-- Document extract --
-=-=-
# Miscellaneous > General Database Discussions >  using bcp to save query output in excel

## ppvelu

I am using bcp to get the query output in excel file. But I am not able to see the column headings. Is there a way to get the column heading also in the output file.

the command I am using is this.

declare @x varchar(300)

set @x = 'bcp "select * from Northwind..orders" queryout c:\test.csv -S local -U sa -P passwd -c -C RAW -t "," -r \n'

exec master..xp_cmdshell @x

go

----------


## skhanal

use OSQL instead.

----------


## ppvelu

pl show me an example

----------


## ppvelu

Thanks I found it

----------


## Rawhide

I am forced to use BCP instead of OSQL in some of my exports because there are some large varchar fields that exceed the capabilities of OSQL. OSQL has a limit of 1000 characters per line and our PublicRemarks field is 3000 characters.

What I do instead is to have a separate text file with the header line in it. After the data is bcp'd out, I merge the two files together using the DOS command "Type".

If you don't know the headers ahead of time, you could always bcp out the headers first to a header file.

Declare @Headers varchar(1000),
	@x varchar(300)

Select @Headers = IsNull(@Headers + ',', '') + Column_Name
From Northwind.INFORMATION_SCHEMA.COLUMNS
Where Table_Name = 'orders'

set @x = 'bcp "select ''' + @Headers + '''" queryout c:\testheader.csv -S local -U sa -P passwd -c -C RAW -t "," -r \n'

exec master..xp_cmdshell @x

set @x = 'bcp "select * from Northwind..orders" queryout c:\test.csv -S local -U sa -P passwd -c -C RAW -t "," -r \n'

exec master..xp_cmdshell @x

exec master..xp_cmdshell 'type c:\testheader.csv > c:\testfinal.csv'
exec master..xp_cmdshell 'type c:\test.csv >> c:\testfinal.csv'

----------


## ppvelu

Thank you.

----------


## Avadhoot

I am creating CSV file using BCP utility. For the purpose I am using stored procedure to generate CSV File.
But when CSV file got generated, it was without column headings..Is there any way to include column headings if CSV is generated by stored procedure (not direct tables) using BCP ?

----------


## Rawhide

Well you could bcp the headers as simple strings to one file and the data to another and combine them as described above.

So your first bcp query would be:

Select 'FieldName1', 'FieldName2', 'FieldName3', etc.


Another option you may want to think about is seeing if you can create a view with the data you want in a table format. I do that a lot if it's something that gets exported regularly or frequently. The view does all of the data scrubbing for me and all I have to do on a daily basis is bcp out the data and headers.

----------
-=-=-
-- Data shown --
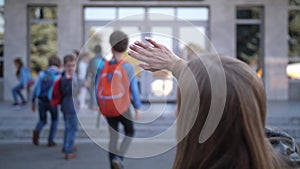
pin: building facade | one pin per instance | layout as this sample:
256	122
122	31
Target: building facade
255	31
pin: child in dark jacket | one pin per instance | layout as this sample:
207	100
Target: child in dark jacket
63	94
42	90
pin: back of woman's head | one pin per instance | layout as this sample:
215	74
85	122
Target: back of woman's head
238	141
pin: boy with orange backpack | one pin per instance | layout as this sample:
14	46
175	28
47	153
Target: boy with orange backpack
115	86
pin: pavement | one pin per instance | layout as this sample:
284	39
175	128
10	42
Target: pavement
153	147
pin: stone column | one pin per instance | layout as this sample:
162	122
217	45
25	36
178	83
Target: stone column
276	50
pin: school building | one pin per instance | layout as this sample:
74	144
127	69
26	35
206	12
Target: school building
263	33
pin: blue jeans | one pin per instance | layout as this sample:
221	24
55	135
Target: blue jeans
-=-=-
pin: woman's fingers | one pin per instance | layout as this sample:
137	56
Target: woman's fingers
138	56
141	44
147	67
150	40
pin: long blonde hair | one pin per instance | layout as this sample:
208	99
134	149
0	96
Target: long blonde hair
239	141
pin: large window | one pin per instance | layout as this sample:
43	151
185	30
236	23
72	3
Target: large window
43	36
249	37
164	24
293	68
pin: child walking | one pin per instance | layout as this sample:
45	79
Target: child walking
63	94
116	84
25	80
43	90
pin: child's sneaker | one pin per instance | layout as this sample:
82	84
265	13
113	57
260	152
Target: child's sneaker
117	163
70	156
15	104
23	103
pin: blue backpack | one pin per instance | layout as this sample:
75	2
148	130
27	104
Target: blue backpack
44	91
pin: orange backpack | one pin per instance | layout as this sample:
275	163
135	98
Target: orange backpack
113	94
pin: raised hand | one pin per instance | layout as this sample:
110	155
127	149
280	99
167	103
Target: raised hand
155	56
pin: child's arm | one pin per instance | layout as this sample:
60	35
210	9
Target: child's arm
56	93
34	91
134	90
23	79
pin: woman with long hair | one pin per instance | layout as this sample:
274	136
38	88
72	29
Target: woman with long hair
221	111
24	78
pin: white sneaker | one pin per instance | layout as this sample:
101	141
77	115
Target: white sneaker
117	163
-=-=-
-- Work to complete --
In the forum thread on bcp exports, what per-line character limit does OSQL have? The material above has no connection to the bcp forum thread.

-- Reply --
OSQL is limited to 1000 characters per line.